# [Estratto del documento]
========================
SEZIONI DI APPROFONDIMENTO E DOCUMENTAZIONE

martedì 12 marzo 2013

Spezia: la cultura del fare dìsfa l’ambiente, la legalità, e l’occupazione!

Il segretario CISL al Congresso provinciale di questo sindacato: ""Non ci piace la speculazione politica, o di interessi oscuri che hanno cercato e cercano di bloccare qualunque nuova iniziativa economica nel nostro territorio". 

Di fronte a questa ennesima riproposizione del facile schemino: “tutti quelli che criticano sono disfattisti del partito del NO”,  mi sorge una domanda ma il territorio, meglio direi la comunità locale, ha diritto o no di discutere  le proposte che vengono avanzate,  anche se  espressione di interessi legittimi ma altrettanto sicuramente particolari (vedi shopInn di Brugnato, raddoppio di Panigaglia etc. etc.)?
Le scelte devono essere oggetto di istruttorie adeguate  e rispettose di leggi e buone pratiche, oppure i nostri amministratori e dirigenti pubblici, come peraltro spesso fanno e/o hanno fatto, devono semplicemente ratificare tutto quello che viene proposto dal mercato solo perchè dietro ci sono finanziamenti più o meno certi?

Io credo che questa cultura del fare continuamente enunciata sia speculare a quella del non nel mio giardino : bisogna fare per fare, così come bisogna dire no per il no.





LA CULTURA DEL FARE CONTRO I FONDAMENTALI DELL’ECONOMIA
Questa cultura del fare ha prodotto e continua produrre scelte condotte con istruttorie sommarie  che spesso e volentieri diminuiscono l'occupazione invece che aumentarla oltre che distruggere l'ambiente.

D'altronde e per restare ai fondamentali dell’economia non mi pare che fino ad ora abbiamo governato quelli della “decrescita felice” eppure i dati sono li davanti a noi vedi QUI  ma anche QUI

Per non parlare di scelte già fatte e che hanno prodotto il contrario di quanto ci si aspettava in termini di ricadute economiche e occupazionali locali come quella della ristrutturazione della centrale Enel il risultato economico della quale è stato il passaggio da quasi 900 dipendenti diretti all’inizio dei 90,  agli attuali: meno di 300!
========================
Dati estratti da una raccolta:
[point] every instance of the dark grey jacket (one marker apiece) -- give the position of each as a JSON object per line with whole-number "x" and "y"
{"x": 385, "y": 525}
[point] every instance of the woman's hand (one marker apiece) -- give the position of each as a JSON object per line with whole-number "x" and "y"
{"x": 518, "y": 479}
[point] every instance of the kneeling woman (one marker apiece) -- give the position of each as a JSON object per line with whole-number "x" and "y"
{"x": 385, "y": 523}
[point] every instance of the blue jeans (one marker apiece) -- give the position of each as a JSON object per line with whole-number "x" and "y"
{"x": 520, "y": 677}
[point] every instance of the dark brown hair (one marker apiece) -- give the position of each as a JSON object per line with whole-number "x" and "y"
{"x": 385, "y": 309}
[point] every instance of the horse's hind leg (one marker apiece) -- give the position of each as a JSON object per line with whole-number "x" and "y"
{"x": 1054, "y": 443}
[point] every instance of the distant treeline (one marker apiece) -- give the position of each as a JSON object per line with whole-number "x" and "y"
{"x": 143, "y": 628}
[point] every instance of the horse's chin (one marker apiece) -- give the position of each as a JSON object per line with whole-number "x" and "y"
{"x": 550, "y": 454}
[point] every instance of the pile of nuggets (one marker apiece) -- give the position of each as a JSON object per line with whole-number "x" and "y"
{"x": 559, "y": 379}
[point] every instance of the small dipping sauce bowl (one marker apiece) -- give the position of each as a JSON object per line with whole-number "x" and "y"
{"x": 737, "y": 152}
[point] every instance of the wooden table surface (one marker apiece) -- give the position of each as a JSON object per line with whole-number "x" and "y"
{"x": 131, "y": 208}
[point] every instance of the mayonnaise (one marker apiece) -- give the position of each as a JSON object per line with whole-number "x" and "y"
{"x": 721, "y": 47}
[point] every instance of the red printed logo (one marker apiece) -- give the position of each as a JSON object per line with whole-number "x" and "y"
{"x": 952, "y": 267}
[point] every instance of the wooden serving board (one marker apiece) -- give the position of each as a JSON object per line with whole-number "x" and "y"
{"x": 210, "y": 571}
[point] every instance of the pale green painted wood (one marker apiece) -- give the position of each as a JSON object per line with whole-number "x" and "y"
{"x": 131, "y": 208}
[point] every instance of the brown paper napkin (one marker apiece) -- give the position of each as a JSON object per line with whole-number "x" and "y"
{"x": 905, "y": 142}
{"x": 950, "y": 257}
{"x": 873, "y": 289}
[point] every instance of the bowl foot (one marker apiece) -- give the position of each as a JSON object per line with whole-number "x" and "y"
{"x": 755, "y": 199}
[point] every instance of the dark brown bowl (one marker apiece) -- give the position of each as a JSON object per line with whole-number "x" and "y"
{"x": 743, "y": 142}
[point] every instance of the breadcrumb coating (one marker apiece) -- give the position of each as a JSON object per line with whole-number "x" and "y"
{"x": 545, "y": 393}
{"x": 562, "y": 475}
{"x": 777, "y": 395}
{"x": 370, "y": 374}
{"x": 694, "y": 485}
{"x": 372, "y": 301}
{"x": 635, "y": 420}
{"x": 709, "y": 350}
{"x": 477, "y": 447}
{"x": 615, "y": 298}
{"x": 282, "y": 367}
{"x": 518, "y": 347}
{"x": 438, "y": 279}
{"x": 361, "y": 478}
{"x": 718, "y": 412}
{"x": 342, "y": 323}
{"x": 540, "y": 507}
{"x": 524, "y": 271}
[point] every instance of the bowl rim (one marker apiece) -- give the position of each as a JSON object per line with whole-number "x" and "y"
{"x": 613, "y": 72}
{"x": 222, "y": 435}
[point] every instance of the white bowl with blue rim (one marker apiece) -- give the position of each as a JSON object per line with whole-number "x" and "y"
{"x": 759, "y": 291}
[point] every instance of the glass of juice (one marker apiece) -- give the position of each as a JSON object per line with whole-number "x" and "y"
========================
# [Compito assegnato]
Trascrivi fedelmente il brano dell'articolo sulla cultura del fare a Spezia da "Di fronte a" a "Panigaglia etc. etc.)?".

# [Risposta completa]
Di fronte a questa ennesima riproposizione del facile schemino: “tutti quelli che criticano sono disfattisti del partito del NO”,  mi sorge una domanda ma il territorio, meglio direi la comunità locale, ha diritto o no di discutere  le proposte che vengono avanzate,  anche se  espressione di interessi legittimi ma altrettanto sicuramente particolari (vedi shopInn di Brugnato, raddoppio di Panigaglia etc. etc.)?